## Requirement
Extract the full listing below without altering a single character.

--- START ---

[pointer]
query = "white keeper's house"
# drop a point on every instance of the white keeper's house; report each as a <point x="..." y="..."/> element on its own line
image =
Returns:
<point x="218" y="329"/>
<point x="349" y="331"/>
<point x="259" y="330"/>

--- END ---

## Written response
[pointer]
query = "white keeper's house"
# drop a point on every instance of the white keeper's house; report each as a <point x="..." y="..."/> element on its own line
image =
Returns:
<point x="218" y="329"/>
<point x="349" y="331"/>
<point x="259" y="330"/>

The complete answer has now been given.